At Thursday’s meeting of the Monetary Policy Committee, the BoE signalled it was ready to consider cutting rates for the first time since inflation surged after the coronavirus pandemic — but would not do so yet.
“We need to see more evidence that inflation is set to fall all the way to the 2 per cent target, and stay there, before we can lower interest rates,” said Andrew Bailey, BoE governor.
He added that, with service price inflation still high and the negative contribution of falling energy prices set to fade in coming months, the BoE could not yet declare that “the job is done”.
Traders scaled back their bets on spring rate cuts after the announcement. Swaps markets were pricing in a roughly 45 per cent change of a reduction by May, down from 60 per cent earlier in the day.
But Bailey added that the bank had seen “good news on inflation over the past few months”. The BoE also said it would “keep under review” how long rates should be held at current levels.
In a further indication that rates have peaked, the bank ditched previous language that warned “further tightening” might be needed if inflation is more persistent than expected.

§ PROVIDED MATERIAL
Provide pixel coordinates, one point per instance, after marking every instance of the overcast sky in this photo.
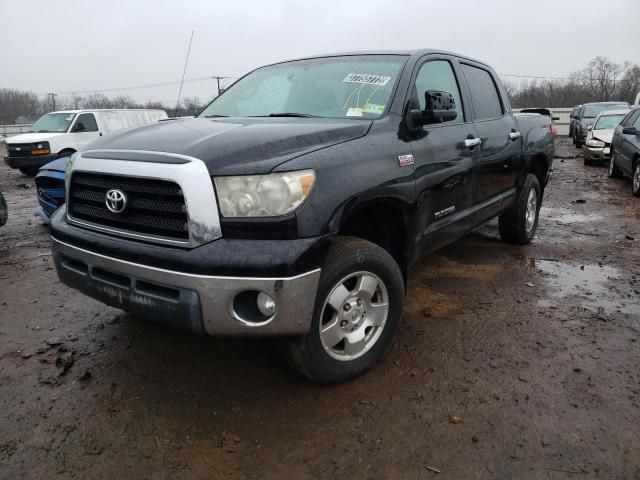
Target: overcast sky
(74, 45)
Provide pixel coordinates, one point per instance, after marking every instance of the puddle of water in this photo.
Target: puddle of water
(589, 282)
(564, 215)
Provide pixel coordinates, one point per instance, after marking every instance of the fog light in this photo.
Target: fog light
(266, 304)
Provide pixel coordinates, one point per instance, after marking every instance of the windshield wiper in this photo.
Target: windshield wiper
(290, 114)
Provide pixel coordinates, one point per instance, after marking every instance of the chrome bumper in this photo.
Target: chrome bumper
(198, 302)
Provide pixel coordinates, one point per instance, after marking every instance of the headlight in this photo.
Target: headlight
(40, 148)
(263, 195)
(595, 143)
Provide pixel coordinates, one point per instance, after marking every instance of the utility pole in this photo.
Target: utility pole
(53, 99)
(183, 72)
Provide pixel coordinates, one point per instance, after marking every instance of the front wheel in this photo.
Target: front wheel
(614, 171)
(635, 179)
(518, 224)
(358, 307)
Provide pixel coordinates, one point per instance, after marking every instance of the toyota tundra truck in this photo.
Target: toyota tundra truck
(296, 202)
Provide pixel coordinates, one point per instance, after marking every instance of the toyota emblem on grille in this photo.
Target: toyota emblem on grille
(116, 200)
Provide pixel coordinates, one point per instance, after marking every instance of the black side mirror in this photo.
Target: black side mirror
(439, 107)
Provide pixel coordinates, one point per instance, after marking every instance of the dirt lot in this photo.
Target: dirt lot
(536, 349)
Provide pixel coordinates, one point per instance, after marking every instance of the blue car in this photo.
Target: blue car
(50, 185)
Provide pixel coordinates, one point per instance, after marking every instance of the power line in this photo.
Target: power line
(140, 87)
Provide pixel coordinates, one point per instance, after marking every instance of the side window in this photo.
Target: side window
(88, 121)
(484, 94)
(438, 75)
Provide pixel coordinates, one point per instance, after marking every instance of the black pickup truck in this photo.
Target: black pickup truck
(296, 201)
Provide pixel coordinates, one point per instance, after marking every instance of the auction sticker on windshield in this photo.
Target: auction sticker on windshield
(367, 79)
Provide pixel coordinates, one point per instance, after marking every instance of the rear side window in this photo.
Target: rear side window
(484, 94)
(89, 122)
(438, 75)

---

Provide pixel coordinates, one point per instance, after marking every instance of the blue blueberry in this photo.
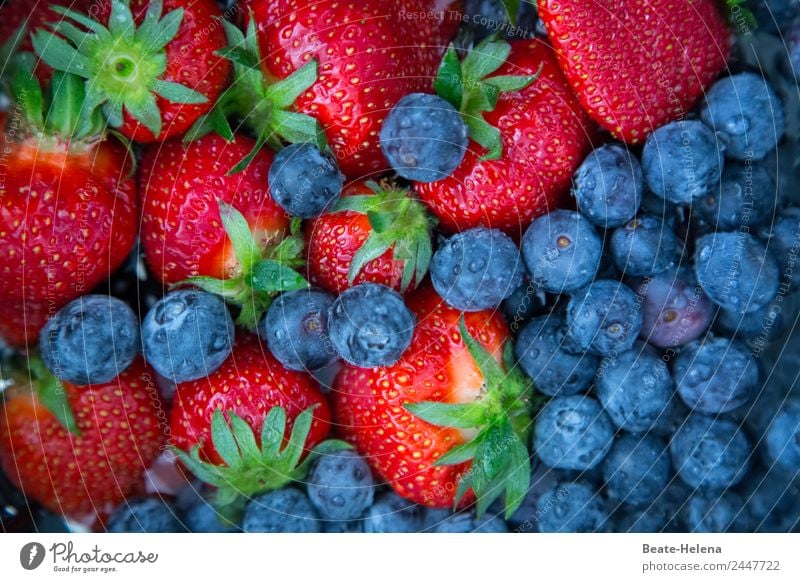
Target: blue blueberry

§ TASK GOAL
List every percentage figure that appears in the BoE rate passage. Rely only on the passage about the BoE rate decision and nothing else.

§ SOLUTION TO THIS EXERCISE
2 per cent, 45 per cent, 60 per cent